> Tasks and exercises
- A) Can you condense the paragraph of the wafer development text that begins "Referring to FIGS. 6 and 22-24" into a bulleted list of its main facts?
- B) Can you pick up the wafer development text after its final sentence and carry it forward?

Referring to FIGS. 6 and 22-24, method 1000 includes a block 1006 where a first developer 210 is dispensed over the first wafer 10 while the first wafer 10 spins at a first low rotation speed L1 and a first high rotation speed H1. As illustrated in FIG. 22, at block 1006, a dispensing nozzle 202 lowers or rotates until it is at a suitable distance from a top surface of the first photoresist layer 12. At block 1006, the first developer 210 is dispensed from the dispensing nozzle 202 onto the first photoresist layer 12. As the first developer 210 is being dispensed over the first photoresist layer 12, the first wafer 10 spins along with the wafer chuck 102. In some embodiments represented in FIG. 23, the first wafer 10 (along with the wafer chuck 102) may rotate at a first low rotation speed L1 when the first developer 210 is dispensed on the first wafer 10. In some embodiments, the first developer 210 is a positive-tone developer and may be an aqueous solution that includes tetramethylammonium hydroxide (TMAH), tetrabutylammonium hydroxide, sodium hydroxide, potassium hydroxide, sodium carbonate, sodium bicarbonate, sodium silicate, sodium metasilicate, aqueous ammonia, monomethylamine, dimethylamine, trimethylamine, monocthylamine, diethylamine, triethylamine, monoisopropylamine, diisopropylamine, triisopropylamine, monobutylamine, dibutylamine, monoethanolamine, diethanolamine, triethanolamine, dimethylaminoethanol, diethylaminoethanol, ammonia, caustic soda, caustic potash, sodium metasilicate, potassium metasilicate, sodium carbonate, tetraethylammonium hydroxide, or a combination thereof. Thereafter, the first wafer 10 (along with the wafer chuck 102) may rotate at a greater first high rotation speed H1. In some instances, the first low rotation speed L1 is equal to or smaller than 200 revolutions per minute (RPM) while the first high rotation speed H1 is greater than 200 RPM. As shown in FIG. 23, when the wafer chuck 102 spins at the first low rotation speed L1, excess first developer 210 may be slung off an edge of the first wafer 10 and enter the first drain channel 107. As shown in FIG. 24, when the wafer chuck 102 spins at the first high rotation speed H1, excess first developer 210 may be slung off an edge of the first wafer 10 at a steeper angle. That said, as shown in FIG. 24, even at the first high rotation speed H1, excess first developer 210 may be collected in the first drain channel 107.

Referring to FIGS. 6, 23 and 24, method 1000 includes a block 1008 where the excess first developer 210 is collected in the first drain channel 107 between the inner cup 106 and the middle cup 108. As shown in FIGS. 23 and 24, excess first developer 210 may be slung off the edge of the first wafer 10 and collected in the first drain channel 107 between the inner cup 106 and the middle cup 108. To be more precise, the first drain channel 107 is defined between the lower middle cup 108L and the lower outer cup 110L. As illustrated in FIGS. 23 and 24, the excess first developer 210 may be collected in the first drain channel 107 and drain through the first drain opening 112. The excess first developer 210 is directed to a first developer waste reservoir 210W.

> Supplied entries
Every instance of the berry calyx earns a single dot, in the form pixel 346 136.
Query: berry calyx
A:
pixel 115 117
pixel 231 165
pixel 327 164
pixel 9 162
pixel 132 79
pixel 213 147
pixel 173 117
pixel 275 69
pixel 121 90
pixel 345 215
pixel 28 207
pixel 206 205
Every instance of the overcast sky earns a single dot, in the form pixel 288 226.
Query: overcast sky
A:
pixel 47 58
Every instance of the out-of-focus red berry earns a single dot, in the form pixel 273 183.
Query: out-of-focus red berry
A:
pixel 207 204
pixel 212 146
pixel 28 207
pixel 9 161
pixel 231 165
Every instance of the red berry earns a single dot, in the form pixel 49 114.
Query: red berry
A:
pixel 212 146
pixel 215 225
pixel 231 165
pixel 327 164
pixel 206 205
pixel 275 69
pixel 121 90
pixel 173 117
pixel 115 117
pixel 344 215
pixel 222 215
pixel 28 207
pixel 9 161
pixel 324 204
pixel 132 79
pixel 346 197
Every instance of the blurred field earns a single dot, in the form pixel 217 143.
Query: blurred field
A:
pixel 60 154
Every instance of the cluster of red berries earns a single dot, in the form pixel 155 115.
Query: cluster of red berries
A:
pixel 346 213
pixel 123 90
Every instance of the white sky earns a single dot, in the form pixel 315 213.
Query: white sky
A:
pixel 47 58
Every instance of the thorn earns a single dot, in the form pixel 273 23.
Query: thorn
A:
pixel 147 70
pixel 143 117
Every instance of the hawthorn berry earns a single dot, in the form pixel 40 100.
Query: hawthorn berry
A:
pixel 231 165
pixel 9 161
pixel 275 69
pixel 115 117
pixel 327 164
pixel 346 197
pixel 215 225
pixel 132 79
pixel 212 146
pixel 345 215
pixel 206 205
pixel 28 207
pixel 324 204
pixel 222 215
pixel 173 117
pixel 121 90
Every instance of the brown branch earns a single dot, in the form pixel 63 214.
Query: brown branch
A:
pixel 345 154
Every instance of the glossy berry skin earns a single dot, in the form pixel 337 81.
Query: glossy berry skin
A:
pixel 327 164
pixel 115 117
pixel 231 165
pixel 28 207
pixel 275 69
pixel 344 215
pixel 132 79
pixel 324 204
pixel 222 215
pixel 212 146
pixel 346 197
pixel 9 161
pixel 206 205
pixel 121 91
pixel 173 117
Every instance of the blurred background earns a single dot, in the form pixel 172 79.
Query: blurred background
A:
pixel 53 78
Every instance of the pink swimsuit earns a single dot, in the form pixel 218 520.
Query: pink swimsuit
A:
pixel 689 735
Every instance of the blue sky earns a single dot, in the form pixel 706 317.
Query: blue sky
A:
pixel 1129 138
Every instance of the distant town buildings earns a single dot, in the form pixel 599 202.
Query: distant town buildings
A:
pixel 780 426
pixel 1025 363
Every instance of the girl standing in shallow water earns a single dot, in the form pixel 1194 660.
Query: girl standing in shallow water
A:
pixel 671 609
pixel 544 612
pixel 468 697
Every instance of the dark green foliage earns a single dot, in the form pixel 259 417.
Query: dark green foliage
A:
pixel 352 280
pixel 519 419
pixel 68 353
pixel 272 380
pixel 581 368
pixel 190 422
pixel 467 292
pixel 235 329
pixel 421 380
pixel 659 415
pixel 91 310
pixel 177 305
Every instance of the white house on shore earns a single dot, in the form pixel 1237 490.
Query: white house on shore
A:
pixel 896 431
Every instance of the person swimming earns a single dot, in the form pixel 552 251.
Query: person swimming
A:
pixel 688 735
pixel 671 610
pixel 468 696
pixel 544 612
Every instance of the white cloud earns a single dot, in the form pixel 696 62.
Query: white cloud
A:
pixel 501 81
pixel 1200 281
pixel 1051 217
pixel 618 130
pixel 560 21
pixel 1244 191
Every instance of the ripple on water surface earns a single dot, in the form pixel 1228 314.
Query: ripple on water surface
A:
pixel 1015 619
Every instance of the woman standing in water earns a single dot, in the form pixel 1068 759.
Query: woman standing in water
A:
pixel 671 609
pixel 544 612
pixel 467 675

> Answers in order
- A)
- Block 1006 of method 1000 dispenses first developer 210 over first wafer 10 while the wafer spins at a first low rotation speed L1 and a first high rotation speed H1.
- Dispensing nozzle 202 lowers or rotates to a suitable distance from the top surface of first photoresist layer 12. It then dispenses the developer onto that layer.
- The wafer spins with wafer chuck 102 during dispensing. In some embodiments it rotates at L1 while the developer is dispensed, then at the greater speed H1.
- In some embodiments the developer is a positive-tone developer. It may be an aqueous solution containing tetramethylammonium hydroxide (TMAH) or any of a long list of other bases, such as sodium hydroxide, potassium hydroxide, aqueous ammonia, various amines and ethanolamines, or a combination of them.
- In some instances L1 is 200 RPM or less and H1 is greater than 200 RPM.
- At L1, excess developer is slung off the wafer edge into first drain channel 107.
- At H1, excess developer leaves the edge at a steeper angle but can still be collected in first drain channel 107.

- B)
Referring to FIG. 6, method 1000 includes a block 1010 where the first wafer 10 is removed from the wafer chuck 102. After the latent image in the first photoresist layer 12 is developed by the first developer 210, the first wafer 10 may be rinsed with deionized (DI) water to remove excess chemicals and then removed from the wafer chuck 102 of the wafer processing apparatus 1100. In some embodiments, the first wafer 10 may be subject to a post-bake process to remove excess solvents.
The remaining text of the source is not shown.